What you are asked to do:
Extract every line of text from each item below and reproduce it verbatim, leaving the pictures out of your answer.

Bounding-box annotations for photos:

....

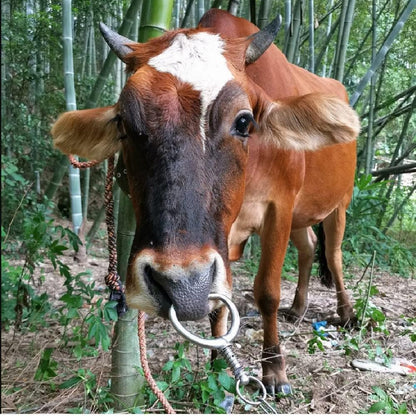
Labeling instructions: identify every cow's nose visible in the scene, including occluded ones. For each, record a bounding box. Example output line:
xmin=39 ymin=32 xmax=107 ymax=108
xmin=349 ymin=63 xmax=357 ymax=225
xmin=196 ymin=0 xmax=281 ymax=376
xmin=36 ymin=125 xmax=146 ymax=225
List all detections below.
xmin=143 ymin=260 xmax=216 ymax=321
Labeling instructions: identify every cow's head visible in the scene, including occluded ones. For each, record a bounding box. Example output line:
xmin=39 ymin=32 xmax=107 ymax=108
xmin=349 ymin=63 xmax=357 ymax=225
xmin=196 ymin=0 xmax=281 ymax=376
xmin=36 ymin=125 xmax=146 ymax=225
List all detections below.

....

Exercise output:
Labeling instructions: identify every cow's nose visible in the scene, including occluded ones. For each, record a bounding box. Example output line:
xmin=39 ymin=32 xmax=107 ymax=108
xmin=349 ymin=63 xmax=357 ymax=225
xmin=196 ymin=0 xmax=281 ymax=376
xmin=36 ymin=125 xmax=146 ymax=225
List all detections below.
xmin=143 ymin=260 xmax=216 ymax=321
Labeling instructions: identify every cow's head visible in the scene, including occluded ones. For each, record a bounding box. Example output line:
xmin=39 ymin=32 xmax=107 ymax=108
xmin=349 ymin=63 xmax=357 ymax=225
xmin=196 ymin=0 xmax=281 ymax=376
xmin=36 ymin=125 xmax=146 ymax=225
List all detections below.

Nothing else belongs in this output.